-- Start Supplied data --

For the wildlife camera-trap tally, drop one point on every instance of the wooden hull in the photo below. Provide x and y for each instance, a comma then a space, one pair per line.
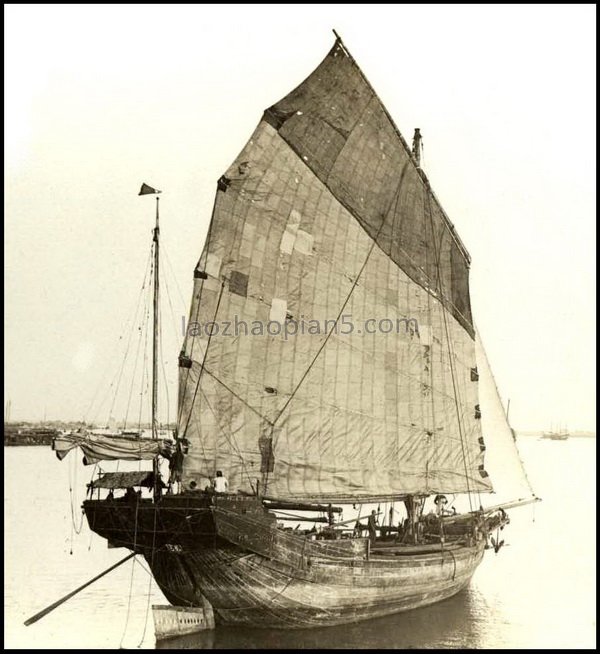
247, 589
254, 574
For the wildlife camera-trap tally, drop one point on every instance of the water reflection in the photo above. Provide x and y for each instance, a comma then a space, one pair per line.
451, 623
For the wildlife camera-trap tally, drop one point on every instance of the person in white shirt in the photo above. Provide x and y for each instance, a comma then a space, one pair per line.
220, 483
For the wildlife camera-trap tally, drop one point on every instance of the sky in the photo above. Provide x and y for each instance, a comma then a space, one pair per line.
100, 98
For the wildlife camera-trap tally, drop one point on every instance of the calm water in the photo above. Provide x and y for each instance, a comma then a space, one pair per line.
538, 592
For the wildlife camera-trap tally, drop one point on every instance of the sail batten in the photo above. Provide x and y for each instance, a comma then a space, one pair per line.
324, 222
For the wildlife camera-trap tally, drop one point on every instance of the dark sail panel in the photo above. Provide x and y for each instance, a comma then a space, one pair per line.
340, 129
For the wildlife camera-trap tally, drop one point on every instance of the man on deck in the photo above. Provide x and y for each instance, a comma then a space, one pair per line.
220, 483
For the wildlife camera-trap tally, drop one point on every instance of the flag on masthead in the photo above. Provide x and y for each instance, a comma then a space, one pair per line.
146, 190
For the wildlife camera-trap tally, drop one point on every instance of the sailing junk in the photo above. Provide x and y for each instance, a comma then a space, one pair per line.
325, 219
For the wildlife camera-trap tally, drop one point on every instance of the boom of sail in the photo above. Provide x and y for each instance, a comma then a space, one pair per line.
106, 447
349, 372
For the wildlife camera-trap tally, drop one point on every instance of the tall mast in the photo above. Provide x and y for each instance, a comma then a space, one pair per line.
155, 353
147, 190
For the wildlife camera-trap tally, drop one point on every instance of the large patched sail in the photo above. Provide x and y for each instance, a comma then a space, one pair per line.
329, 352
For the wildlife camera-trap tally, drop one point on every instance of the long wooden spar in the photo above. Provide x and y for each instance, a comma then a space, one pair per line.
42, 613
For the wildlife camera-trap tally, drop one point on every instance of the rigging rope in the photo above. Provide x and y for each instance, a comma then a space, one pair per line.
203, 362
199, 298
437, 256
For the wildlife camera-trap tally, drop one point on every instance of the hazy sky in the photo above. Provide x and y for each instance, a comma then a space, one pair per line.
100, 98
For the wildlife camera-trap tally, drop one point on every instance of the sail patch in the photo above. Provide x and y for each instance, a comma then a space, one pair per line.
295, 238
278, 310
213, 265
238, 283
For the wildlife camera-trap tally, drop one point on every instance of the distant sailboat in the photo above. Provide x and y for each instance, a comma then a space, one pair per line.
560, 434
325, 214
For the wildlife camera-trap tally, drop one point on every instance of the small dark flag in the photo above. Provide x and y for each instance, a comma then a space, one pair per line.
146, 190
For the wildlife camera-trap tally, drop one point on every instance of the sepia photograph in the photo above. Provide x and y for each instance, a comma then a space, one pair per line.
300, 326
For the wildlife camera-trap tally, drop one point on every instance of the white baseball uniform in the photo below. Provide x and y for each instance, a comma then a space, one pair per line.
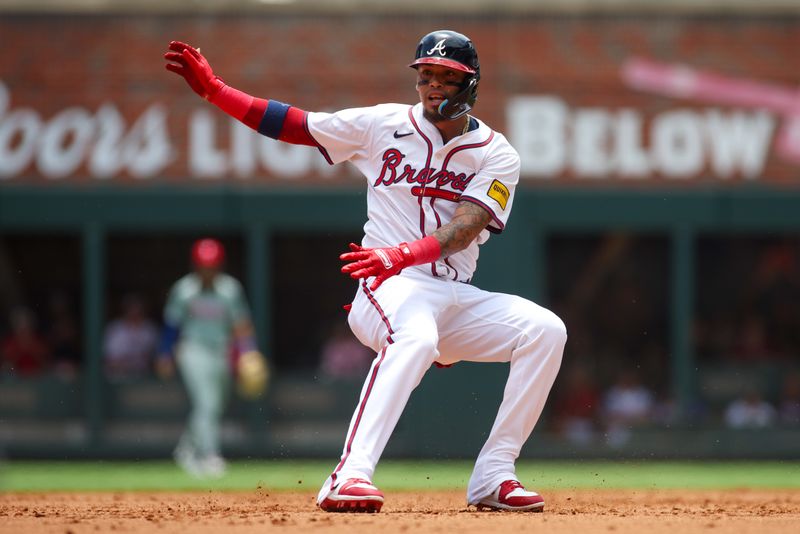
430, 313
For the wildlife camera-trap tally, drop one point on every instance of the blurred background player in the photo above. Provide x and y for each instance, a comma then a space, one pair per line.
206, 318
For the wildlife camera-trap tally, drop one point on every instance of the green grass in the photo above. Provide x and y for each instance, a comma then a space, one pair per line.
284, 475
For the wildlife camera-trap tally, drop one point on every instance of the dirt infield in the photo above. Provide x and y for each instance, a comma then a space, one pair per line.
578, 511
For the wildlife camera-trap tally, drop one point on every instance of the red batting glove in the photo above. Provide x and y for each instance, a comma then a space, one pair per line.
383, 263
190, 63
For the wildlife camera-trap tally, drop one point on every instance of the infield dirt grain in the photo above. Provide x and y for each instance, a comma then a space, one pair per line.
574, 512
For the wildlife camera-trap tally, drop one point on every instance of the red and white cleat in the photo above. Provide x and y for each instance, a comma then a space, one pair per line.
353, 495
511, 495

-- End Supplied data --

▸ **Stated task**: All lines from the one with "the red batting" through the final line above are to be quoted exactly; quote no other line.

▸ **Response to the exercise**:
For the wildlife camera-trap tally, drop one point on every instance of the red batting glove in the photo above. Provide x and y for each instance, a comma then a space, one pair per line.
383, 263
190, 63
For the wildlife camera-trap tally, drop one point on every instance of the infield dirt grain in the photo above. Provide x and y for each instance, a comma then a space, one pair per line.
574, 512
For the wildlife camera-trap tally, drop one point on every instance of the red and white cleat in the photo above. Provide x and y for each instance, a comma then a space, one pair per line.
353, 495
511, 495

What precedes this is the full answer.